▶ **Provided records**:
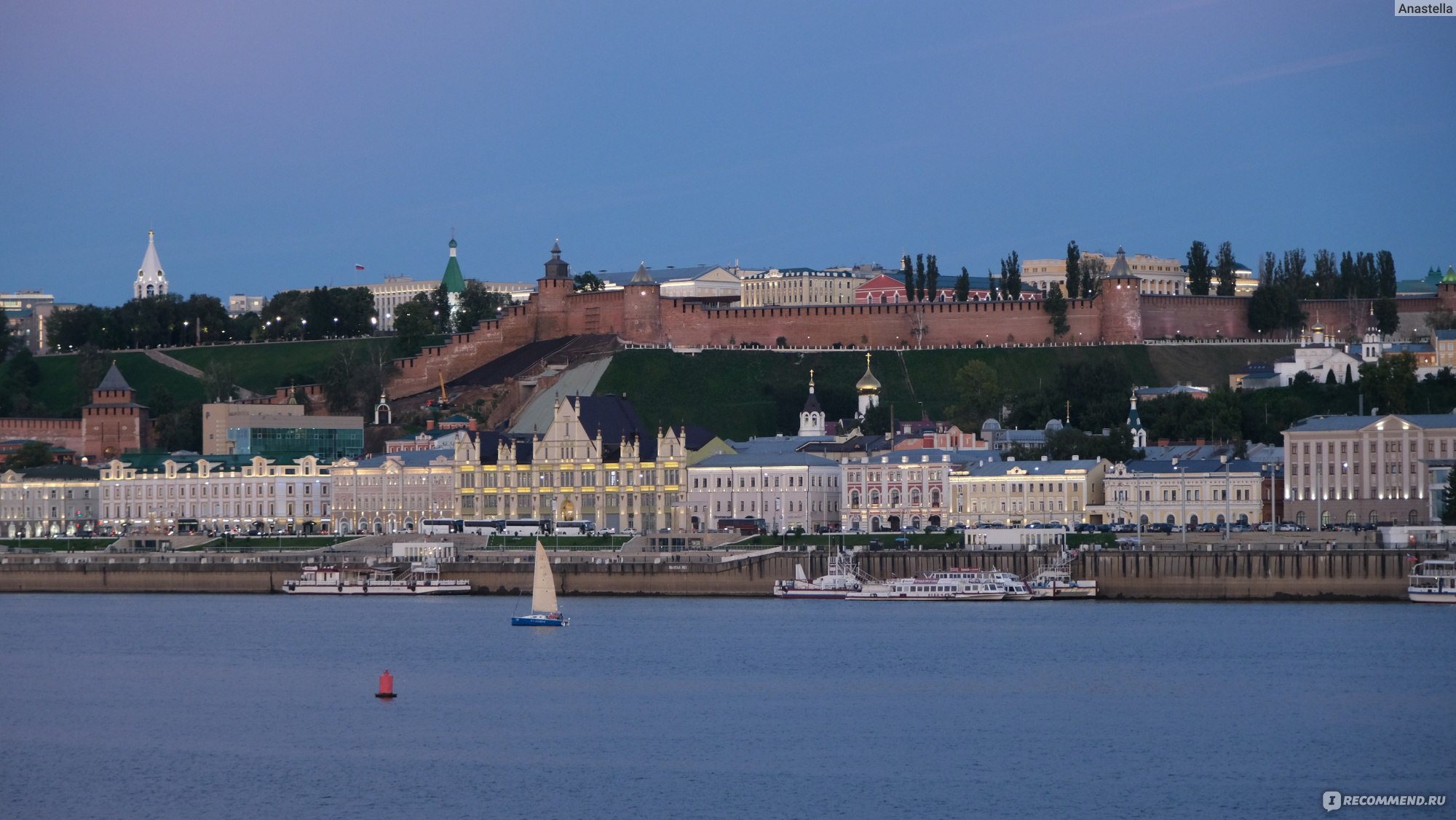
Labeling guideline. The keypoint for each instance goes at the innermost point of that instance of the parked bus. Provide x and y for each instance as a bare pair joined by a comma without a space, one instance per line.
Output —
440,527
483,528
574,528
526,528
745,527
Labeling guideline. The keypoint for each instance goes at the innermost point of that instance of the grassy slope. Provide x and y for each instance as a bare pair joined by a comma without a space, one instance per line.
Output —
740,394
264,368
59,390
1208,366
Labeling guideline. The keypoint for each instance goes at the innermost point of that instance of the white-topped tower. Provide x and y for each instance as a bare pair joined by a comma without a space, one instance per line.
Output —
812,419
151,280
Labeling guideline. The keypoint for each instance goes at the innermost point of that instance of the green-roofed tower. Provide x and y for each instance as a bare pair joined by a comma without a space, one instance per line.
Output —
454,282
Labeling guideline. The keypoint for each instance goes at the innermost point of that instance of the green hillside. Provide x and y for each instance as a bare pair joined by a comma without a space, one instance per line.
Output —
62,395
740,394
266,368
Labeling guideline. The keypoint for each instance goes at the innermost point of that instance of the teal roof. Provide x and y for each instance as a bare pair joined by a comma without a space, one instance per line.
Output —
454,282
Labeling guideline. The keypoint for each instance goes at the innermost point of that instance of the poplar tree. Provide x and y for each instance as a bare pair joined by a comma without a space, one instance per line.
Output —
963,286
1074,270
1199,272
1227,270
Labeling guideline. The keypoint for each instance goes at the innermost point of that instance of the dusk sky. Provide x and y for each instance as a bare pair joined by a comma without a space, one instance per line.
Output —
277,145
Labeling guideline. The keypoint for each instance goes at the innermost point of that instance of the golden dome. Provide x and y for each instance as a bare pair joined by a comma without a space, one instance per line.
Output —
867,384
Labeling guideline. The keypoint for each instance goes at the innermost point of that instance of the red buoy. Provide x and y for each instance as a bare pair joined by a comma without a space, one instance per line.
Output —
387,685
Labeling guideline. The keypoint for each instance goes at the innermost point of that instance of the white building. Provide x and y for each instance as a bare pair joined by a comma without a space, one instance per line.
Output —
151,279
1184,492
221,493
786,490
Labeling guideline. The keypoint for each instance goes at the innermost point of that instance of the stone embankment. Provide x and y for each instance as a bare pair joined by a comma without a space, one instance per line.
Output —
1346,575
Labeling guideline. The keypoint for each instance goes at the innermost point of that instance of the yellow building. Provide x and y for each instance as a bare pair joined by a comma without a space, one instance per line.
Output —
595,462
1024,493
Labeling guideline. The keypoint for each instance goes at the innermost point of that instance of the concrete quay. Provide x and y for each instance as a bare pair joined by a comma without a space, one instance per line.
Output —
1253,575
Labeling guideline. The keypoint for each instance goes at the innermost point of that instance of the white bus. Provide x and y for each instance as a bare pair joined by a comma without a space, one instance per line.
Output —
526,528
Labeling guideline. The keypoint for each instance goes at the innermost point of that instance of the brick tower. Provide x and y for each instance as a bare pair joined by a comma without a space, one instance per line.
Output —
553,291
114,423
1120,304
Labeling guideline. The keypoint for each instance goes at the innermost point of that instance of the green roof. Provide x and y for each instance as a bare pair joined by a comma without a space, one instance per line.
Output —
454,282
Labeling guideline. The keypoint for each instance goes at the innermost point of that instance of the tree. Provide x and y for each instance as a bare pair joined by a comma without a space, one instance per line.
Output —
963,286
587,282
480,305
30,455
1390,384
1227,270
1387,315
7,336
1011,277
1449,508
219,382
978,393
1093,272
1199,272
1385,273
1056,308
1074,270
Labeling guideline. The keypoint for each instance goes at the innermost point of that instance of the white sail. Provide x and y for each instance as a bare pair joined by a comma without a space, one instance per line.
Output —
544,591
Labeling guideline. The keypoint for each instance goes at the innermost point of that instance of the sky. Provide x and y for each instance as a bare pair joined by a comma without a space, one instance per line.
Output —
277,145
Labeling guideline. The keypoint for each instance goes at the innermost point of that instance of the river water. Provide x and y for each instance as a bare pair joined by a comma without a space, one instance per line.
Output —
263,707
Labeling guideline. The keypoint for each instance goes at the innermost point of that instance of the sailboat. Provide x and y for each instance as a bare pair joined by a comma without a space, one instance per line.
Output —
544,596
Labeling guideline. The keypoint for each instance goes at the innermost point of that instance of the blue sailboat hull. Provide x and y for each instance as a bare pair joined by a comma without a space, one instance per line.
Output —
538,621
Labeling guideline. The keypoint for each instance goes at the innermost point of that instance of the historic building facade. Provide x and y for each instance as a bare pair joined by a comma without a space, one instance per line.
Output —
1361,468
595,462
1190,492
1023,493
55,500
155,493
786,490
899,490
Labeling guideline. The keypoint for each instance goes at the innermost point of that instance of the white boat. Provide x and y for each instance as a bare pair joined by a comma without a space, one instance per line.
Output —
842,579
1433,582
544,596
944,586
1055,582
417,579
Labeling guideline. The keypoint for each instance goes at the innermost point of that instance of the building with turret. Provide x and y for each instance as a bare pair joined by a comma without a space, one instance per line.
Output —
151,279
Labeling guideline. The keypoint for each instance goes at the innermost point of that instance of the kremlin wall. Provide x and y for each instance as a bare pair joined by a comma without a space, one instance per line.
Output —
641,315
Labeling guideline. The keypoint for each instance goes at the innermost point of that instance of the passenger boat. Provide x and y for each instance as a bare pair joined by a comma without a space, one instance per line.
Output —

▶ **Aim of the exercise**: State how many lines of the entries contain the word "sailboat". Nothing besides the number belongs in the reply.

▶ **Finished task**: 2